Task requirements: Which lines in the items below contain the word "column"? Copy each of those lines, and count only matches with the same case.

Data excerpts:
▬▬▬▬▬▬
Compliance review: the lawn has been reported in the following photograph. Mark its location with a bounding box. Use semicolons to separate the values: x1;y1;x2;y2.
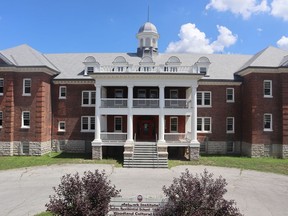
0;153;288;175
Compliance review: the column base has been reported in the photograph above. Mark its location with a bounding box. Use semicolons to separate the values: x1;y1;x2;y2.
189;140;200;161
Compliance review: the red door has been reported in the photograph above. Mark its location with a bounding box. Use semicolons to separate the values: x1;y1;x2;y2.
138;120;155;141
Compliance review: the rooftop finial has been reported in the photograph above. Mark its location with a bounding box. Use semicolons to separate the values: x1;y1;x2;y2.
147;5;150;22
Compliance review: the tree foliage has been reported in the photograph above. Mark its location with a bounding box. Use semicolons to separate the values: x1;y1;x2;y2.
46;170;120;216
154;169;242;216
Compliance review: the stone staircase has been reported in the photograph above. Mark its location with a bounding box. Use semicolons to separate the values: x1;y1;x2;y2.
123;142;168;168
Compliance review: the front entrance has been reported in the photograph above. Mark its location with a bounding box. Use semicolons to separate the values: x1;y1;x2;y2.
136;116;157;141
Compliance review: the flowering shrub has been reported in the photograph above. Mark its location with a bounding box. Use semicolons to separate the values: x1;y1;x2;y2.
46;170;120;216
154;169;242;216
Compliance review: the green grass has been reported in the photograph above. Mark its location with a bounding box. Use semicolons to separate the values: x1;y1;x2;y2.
▬▬▬▬▬▬
Output for this exercise:
Compliance review: the column base has been reported in the photograph above. Mark its location with a bounding box. Use semicolons to separate the values: x1;y1;x2;y2.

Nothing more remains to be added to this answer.